_Required actions_:
A - In the film review, how old was the actress Eva had play her own role?
B - List each thing the film review says the film made the writer think of or ponder.

At the end of the day, as a viewer you're forced to become the witness of a complicated family affair, and a bit of a voyeur too. That said, "The Little Princess" does have film quality, and the fact that Eva chose to give it a sort of fairy-tale air is perhaps the most disturbing thing (even though it probably makes the film easier to watch). And to exorcize her past, she used a camera...and made a 12 years old actress play her own role.

She really is her mother's daughter!

ETA: The film made me think of those awful beauty pageant things in the U.S, and to abusive parents in sport, but it also made me ponder the use of children in arts, especially photography and cinema. Nudity and sexuality aside, is it acceptable to ask kids to do certain things, to pretend stuff in front of a camera and thus convey  a certain image on which they have little control? And there's the impact of celebrity on children. How many kid stars have ended messed up? Shirley Temple didn't seem to be hurt back in the time, but more recently there's the case of Drew Barrymore and many others.

In the film, Violetta doesn't mind the shooting sessions -- she is unwilling to show her crotch at first but only "because she doesn't have hair and they will see that she is little"(an interesting line that points that that for her she's supposed to look like an adult on the pictures) until she realises the consequences of her pictures being spread around, until her "difference" makes her being bullied by her classmates, until the words "whore" or "incestuous" come back to her ears, until she becomes aware of the fact that people like the pictures precisely because she's a child and they see she is little. Then she begins to hate the shooting and her mother, she refuses to undress and she starts feeling damaged and sorta violated.

_Data extract_:

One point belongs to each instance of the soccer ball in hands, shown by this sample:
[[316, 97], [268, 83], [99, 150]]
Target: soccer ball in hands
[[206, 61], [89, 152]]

_Answers below_:
A - 12 years old.

B -
- Beauty pageants in the U.S.
- Abusive parents in sport
- The use of children in the arts, especially photography and cinema